* _Assignment_:
Return the records exactly as they are.

* _Data excerpts_:
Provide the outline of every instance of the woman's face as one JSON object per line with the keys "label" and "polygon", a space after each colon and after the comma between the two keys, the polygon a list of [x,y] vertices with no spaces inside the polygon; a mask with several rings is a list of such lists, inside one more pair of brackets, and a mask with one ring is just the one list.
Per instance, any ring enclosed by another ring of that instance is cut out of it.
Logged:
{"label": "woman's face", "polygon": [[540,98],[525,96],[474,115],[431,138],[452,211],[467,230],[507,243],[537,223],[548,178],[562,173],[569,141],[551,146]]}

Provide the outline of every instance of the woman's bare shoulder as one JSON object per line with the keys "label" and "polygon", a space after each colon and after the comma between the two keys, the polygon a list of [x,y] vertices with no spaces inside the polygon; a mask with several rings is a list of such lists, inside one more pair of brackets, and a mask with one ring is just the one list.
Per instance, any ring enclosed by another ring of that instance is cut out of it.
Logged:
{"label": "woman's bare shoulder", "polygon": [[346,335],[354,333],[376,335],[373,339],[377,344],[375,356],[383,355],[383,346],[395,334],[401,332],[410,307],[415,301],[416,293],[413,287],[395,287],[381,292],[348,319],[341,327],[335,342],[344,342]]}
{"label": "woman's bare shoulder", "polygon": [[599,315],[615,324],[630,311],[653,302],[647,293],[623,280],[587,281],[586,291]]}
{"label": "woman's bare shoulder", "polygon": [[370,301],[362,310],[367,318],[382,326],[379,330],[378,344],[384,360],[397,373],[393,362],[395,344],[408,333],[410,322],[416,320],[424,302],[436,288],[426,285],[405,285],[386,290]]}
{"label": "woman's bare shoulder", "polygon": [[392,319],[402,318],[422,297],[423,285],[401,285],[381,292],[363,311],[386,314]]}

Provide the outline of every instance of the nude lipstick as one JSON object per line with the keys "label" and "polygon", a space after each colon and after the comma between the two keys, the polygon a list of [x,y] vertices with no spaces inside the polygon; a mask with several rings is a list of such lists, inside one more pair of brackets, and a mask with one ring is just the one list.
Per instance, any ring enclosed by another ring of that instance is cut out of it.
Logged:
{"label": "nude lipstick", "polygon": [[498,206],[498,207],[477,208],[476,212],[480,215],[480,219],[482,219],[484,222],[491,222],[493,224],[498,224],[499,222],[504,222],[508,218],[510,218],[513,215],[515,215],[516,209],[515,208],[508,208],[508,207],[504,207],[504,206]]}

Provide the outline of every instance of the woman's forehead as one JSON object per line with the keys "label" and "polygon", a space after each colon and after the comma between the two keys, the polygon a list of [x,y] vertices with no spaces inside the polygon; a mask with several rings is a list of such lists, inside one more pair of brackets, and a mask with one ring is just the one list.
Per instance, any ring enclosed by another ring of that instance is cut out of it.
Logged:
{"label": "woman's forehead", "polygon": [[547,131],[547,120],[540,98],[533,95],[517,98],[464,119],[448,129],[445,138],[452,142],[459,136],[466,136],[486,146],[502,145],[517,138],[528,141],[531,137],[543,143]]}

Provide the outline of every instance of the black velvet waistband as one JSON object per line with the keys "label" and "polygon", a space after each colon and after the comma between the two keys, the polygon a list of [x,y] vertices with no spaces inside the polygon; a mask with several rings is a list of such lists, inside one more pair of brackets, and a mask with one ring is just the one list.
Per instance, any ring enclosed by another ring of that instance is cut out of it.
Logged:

* _Output of the exercise_:
Provide the outline of every instance of the woman's face as one JSON object per line with the keys "label" and "polygon", a space after each colon and after the comma between the two keys, the polygon a list of [x,y] vertices with no spaces inside the polygon; a mask with several rings is a list of such lists, inside one more pair of brackets, and a mask with one ring is just the one list.
Per instance, any ring enclosed by another ring of that instance is cut out of it.
Logged:
{"label": "woman's face", "polygon": [[540,98],[525,96],[474,115],[431,138],[452,211],[467,230],[507,243],[537,223],[548,178],[562,173],[569,141],[551,146]]}

Provide the outline of every instance of the woman's bare shoulder as one JSON object per line with the keys "label" and "polygon", a space after each colon and after the comma between the two keys, the polygon a list of [x,y] vertices with no spaces inside the polygon; a mask with several rings is a list of such lists, inside one more pair of brackets, and a mask with one ring is just the one list.
Per instance, any ring enclosed by another ring of that instance is cut out of it.
Logged:
{"label": "woman's bare shoulder", "polygon": [[346,335],[354,333],[376,335],[373,339],[377,344],[375,356],[383,355],[383,346],[395,334],[401,332],[410,307],[415,301],[416,293],[413,287],[395,287],[381,292],[348,319],[341,327],[335,342],[344,342]]}
{"label": "woman's bare shoulder", "polygon": [[599,315],[615,324],[630,311],[653,302],[647,293],[623,280],[587,281],[586,291]]}
{"label": "woman's bare shoulder", "polygon": [[370,301],[362,310],[367,318],[382,326],[379,330],[378,344],[384,360],[397,373],[393,362],[395,344],[408,333],[410,322],[416,320],[424,302],[436,288],[426,285],[405,285],[386,290]]}
{"label": "woman's bare shoulder", "polygon": [[392,319],[402,318],[422,297],[423,285],[401,285],[381,292],[363,311],[386,314]]}

Provide the outline of every instance of the nude lipstick as one JSON object per line with the keys "label" and "polygon", a space after each colon and after the comma between the two keys, the polygon a list of [x,y] vertices with no spaces inside the polygon; a mask with several rings is a list of such lists, inside one more pair of brackets, and a mask with one ring is just the one list.
Per instance, any ring enclosed by another ring of that instance is cut out of it.
Logged:
{"label": "nude lipstick", "polygon": [[498,206],[498,207],[477,208],[476,212],[480,215],[480,219],[482,219],[484,222],[491,222],[493,224],[498,224],[499,222],[504,222],[508,218],[510,218],[513,215],[515,215],[516,209],[515,208],[508,208],[508,207],[504,207],[504,206]]}

Provide the outline of every instance of the woman's forehead as one JSON object per line with the keys "label" and "polygon", a space after each colon and after the comma between the two keys, the polygon a list of [x,y] vertices with no spaces inside the polygon; a mask with several rings is a list of such lists, inside one more pair of brackets, and a mask with one ring is just the one list.
Per instance, any ring enclosed by another ring of that instance is cut out of it.
Logged:
{"label": "woman's forehead", "polygon": [[547,131],[547,120],[540,98],[533,95],[517,98],[464,119],[448,129],[445,138],[452,142],[459,136],[466,136],[486,146],[502,145],[517,138],[528,141],[531,137],[543,143]]}

Provide the outline of every instance of the black velvet waistband as one JSON object per line with the keys "label" and "polygon", a space after each colon and after the comma between the two keys, the polygon a list of [x,y] vertices with no spaces inside the polygon; a mask with several rings is a list of such lists, inside one more pair of brackets, and a mask with one ring is just the one list.
Per instance, any ring enclosed by another ring of that instance is cut out of it.
Logged:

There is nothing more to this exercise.